>>>

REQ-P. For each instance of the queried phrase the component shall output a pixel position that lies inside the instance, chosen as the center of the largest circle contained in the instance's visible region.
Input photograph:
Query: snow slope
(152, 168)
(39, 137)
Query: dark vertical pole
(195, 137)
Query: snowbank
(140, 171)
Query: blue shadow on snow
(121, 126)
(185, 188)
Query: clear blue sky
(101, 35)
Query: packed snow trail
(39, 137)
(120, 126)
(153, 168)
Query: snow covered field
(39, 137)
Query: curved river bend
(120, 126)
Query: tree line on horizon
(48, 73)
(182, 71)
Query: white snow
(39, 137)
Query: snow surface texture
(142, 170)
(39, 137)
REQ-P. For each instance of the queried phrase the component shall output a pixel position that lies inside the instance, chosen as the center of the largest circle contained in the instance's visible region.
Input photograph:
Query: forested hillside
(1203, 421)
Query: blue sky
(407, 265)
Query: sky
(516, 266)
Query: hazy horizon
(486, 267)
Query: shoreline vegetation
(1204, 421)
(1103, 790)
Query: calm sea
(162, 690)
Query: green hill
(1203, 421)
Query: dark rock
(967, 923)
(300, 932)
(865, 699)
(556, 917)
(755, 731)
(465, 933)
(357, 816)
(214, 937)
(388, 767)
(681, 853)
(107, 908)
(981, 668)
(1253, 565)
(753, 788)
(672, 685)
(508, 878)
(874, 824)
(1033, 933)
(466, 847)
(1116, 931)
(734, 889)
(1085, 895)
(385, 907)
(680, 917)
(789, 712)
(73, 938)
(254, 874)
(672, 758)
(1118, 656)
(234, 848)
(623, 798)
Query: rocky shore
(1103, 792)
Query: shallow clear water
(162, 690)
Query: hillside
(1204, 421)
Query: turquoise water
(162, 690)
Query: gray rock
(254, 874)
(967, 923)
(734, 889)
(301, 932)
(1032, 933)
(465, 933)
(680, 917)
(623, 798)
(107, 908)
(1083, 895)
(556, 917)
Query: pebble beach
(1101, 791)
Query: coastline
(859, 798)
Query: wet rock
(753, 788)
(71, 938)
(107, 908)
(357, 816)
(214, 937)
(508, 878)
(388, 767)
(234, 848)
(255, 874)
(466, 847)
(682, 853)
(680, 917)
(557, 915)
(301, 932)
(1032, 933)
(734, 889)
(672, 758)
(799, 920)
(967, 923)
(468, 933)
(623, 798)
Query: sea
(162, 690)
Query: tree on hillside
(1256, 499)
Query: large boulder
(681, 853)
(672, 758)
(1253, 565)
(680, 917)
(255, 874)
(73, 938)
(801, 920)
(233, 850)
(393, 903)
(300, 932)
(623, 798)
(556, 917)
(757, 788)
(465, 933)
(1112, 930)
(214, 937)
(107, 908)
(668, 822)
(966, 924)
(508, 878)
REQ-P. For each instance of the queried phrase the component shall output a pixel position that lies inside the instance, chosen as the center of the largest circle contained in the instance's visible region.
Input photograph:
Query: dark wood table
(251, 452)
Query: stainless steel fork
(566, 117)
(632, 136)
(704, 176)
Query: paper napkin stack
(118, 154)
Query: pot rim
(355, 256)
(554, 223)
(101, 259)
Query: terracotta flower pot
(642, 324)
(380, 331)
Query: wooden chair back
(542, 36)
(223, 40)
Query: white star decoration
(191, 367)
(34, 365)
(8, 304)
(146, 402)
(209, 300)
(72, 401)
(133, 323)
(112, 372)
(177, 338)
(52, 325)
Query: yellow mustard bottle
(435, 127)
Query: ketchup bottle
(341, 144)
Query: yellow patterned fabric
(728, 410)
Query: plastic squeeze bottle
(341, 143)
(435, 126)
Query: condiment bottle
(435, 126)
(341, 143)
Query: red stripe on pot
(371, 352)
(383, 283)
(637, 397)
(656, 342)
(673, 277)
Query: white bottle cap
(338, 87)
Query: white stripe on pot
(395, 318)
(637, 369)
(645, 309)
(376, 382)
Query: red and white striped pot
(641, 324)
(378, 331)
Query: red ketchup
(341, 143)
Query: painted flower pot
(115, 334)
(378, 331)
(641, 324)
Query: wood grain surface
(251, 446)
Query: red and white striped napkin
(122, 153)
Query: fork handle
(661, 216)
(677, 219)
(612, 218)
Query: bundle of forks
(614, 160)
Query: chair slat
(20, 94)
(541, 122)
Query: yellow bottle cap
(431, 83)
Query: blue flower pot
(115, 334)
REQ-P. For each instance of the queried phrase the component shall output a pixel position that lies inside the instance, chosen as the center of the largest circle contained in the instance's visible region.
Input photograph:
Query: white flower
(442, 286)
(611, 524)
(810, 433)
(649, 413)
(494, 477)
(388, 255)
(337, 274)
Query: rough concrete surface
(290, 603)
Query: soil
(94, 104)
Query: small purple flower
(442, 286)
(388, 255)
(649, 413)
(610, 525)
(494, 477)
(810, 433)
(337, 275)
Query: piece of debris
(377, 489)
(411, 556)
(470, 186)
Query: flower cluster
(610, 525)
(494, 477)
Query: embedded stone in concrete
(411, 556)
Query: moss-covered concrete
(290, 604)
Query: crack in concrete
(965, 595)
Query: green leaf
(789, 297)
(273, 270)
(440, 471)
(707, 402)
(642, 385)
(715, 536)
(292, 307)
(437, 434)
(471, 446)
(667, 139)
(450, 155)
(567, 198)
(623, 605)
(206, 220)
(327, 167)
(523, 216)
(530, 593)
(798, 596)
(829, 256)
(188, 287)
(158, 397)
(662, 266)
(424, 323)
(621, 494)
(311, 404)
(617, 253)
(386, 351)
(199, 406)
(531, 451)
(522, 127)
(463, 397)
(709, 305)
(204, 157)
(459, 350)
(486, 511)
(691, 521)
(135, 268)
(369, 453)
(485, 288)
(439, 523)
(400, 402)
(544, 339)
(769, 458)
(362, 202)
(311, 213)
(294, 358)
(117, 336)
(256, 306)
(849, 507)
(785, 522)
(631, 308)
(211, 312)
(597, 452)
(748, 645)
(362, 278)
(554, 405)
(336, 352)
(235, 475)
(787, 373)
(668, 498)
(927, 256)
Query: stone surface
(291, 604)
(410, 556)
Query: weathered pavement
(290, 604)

<<<

## The task
Please return every line of the listing above verbatim, unchanged and in the same order.

## Response to the task
REQ-P. For each instance of the queried phrase the component shall output a pixel position that lies inside the instance, chosen as the center of the largest circle contained in the instance's visible region.
Input photograph:
Query: snow slope
(152, 168)
(39, 137)
Query: dark vertical pole
(195, 137)
Query: snowbank
(140, 171)
Query: blue shadow on snow
(121, 126)
(185, 188)
Query: clear blue sky
(101, 35)
Query: packed snow trail
(39, 137)
(120, 126)
(153, 168)
Query: snow covered field
(39, 137)
Query: curved river bend
(120, 126)
Query: tree line on horizon
(48, 73)
(182, 71)
Query: white snow
(39, 137)
Query: snow surface texture
(142, 170)
(39, 137)
REQ-P. For each instance of the queried phrase the component shall output a pixel position that lies inside the instance, chosen as the center of the largest circle contained in the instance's visible region.
Input photograph:
Query: forested hillside
(1203, 421)
Query: blue sky
(407, 265)
Query: sky
(516, 266)
Query: hazy horizon
(486, 267)
Query: shoreline vegetation
(1204, 421)
(1103, 790)
Query: calm sea
(162, 690)
Query: green hill
(1203, 421)
Query: dark rock
(967, 923)
(300, 932)
(865, 699)
(556, 917)
(755, 731)
(465, 933)
(357, 816)
(214, 937)
(388, 767)
(681, 853)
(107, 908)
(981, 668)
(1253, 565)
(753, 788)
(672, 685)
(508, 878)
(874, 824)
(1033, 933)
(466, 847)
(1116, 931)
(734, 889)
(1085, 895)
(385, 907)
(680, 917)
(789, 712)
(73, 938)
(254, 874)
(672, 758)
(1118, 656)
(234, 848)
(623, 798)
Query: rocky shore
(1103, 792)
Query: shallow clear water
(162, 690)
Query: hillside
(1204, 421)
Query: turquoise water
(162, 690)
Query: gray rock
(254, 874)
(967, 923)
(734, 889)
(301, 932)
(1032, 933)
(465, 933)
(680, 917)
(623, 798)
(107, 908)
(1083, 895)
(556, 917)
Query: pebble beach
(1101, 791)
Query: coastline
(859, 798)
Query: wet rock
(753, 788)
(71, 938)
(107, 908)
(357, 816)
(214, 937)
(508, 878)
(388, 767)
(234, 848)
(255, 874)
(466, 847)
(682, 853)
(680, 917)
(557, 915)
(301, 932)
(1032, 933)
(734, 889)
(672, 758)
(799, 920)
(967, 923)
(468, 933)
(623, 798)
Query: sea
(162, 690)
Query: tree on hillside
(1256, 499)
Query: large boulder
(681, 853)
(672, 758)
(1253, 565)
(680, 917)
(255, 874)
(73, 938)
(801, 920)
(233, 850)
(393, 903)
(300, 932)
(623, 798)
(556, 917)
(757, 788)
(465, 933)
(1112, 930)
(214, 937)
(107, 908)
(668, 822)
(966, 924)
(508, 878)
REQ-P. For each instance of the queried phrase the component shall output a pixel position that lies inside the instance, chosen as the center of the largest circle contained in the instance's visible region.
Input photograph:
Query: dark wood table
(251, 452)
Query: stainless steel fork
(566, 117)
(632, 136)
(704, 176)
Query: paper napkin stack
(118, 154)
Query: pot rim
(355, 256)
(554, 223)
(101, 259)
Query: terracotta flower pot
(642, 324)
(380, 331)
Query: wooden chair back
(542, 36)
(223, 40)
Query: white star decoration
(191, 367)
(34, 365)
(8, 304)
(146, 402)
(209, 300)
(72, 401)
(133, 323)
(112, 372)
(177, 338)
(52, 325)
Query: yellow mustard bottle
(435, 127)
Query: ketchup bottle
(341, 144)
Query: yellow patterned fabric
(728, 410)
Query: plastic squeeze bottle
(341, 143)
(435, 126)
Query: condiment bottle
(435, 126)
(341, 143)
Query: red stripe on pot
(371, 352)
(383, 283)
(637, 397)
(656, 342)
(673, 277)
Query: white bottle cap
(338, 87)
Query: white stripe on pot
(395, 318)
(637, 369)
(645, 309)
(376, 382)
Query: red and white striped pot
(641, 324)
(378, 331)
Query: red ketchup
(341, 143)
Query: painted flower pot
(115, 334)
(378, 331)
(641, 324)
Query: wood grain surface
(251, 446)
Query: red and white striped napkin
(122, 153)
Query: fork handle
(661, 216)
(677, 219)
(612, 218)
Query: bundle of forks
(614, 160)
Query: chair slat
(20, 94)
(541, 122)
Query: yellow bottle cap
(431, 83)
Query: blue flower pot
(115, 334)
REQ-P. For each instance of the queried phrase the component shall output a pixel position that lies inside the instance, chosen as the center of the largest circle contained in the instance's visible region.
Input photograph:
Query: white flower
(442, 286)
(611, 524)
(810, 433)
(649, 413)
(494, 477)
(388, 255)
(337, 274)
Query: rough concrete surface
(290, 603)
Query: soil
(94, 104)
Query: small purple flower
(442, 286)
(388, 255)
(649, 413)
(610, 525)
(494, 477)
(810, 433)
(337, 275)
Query: piece of debris
(377, 489)
(411, 556)
(470, 186)
Query: flower cluster
(610, 525)
(494, 477)
Query: embedded stone in concrete
(411, 556)
Query: moss-covered concrete
(290, 604)
Query: crack in concrete
(965, 595)
Query: green leaf
(789, 297)
(273, 270)
(440, 471)
(707, 402)
(642, 385)
(715, 536)
(292, 307)
(437, 434)
(471, 446)
(667, 139)
(450, 155)
(567, 198)
(623, 605)
(206, 220)
(327, 167)
(523, 216)
(530, 593)
(798, 596)
(829, 256)
(188, 287)
(158, 397)
(662, 266)
(424, 323)
(621, 494)
(311, 404)
(617, 253)
(386, 351)
(199, 406)
(531, 451)
(522, 127)
(463, 397)
(709, 305)
(204, 157)
(459, 350)
(486, 511)
(691, 521)
(135, 268)
(369, 453)
(485, 288)
(439, 523)
(400, 402)
(544, 339)
(769, 458)
(362, 202)
(311, 213)
(294, 358)
(117, 336)
(256, 306)
(849, 507)
(785, 522)
(631, 308)
(211, 312)
(597, 452)
(748, 645)
(362, 278)
(554, 405)
(336, 352)
(235, 475)
(787, 373)
(668, 498)
(927, 256)
Query: stone surface
(291, 604)
(410, 556)
Query: weathered pavement
(290, 604)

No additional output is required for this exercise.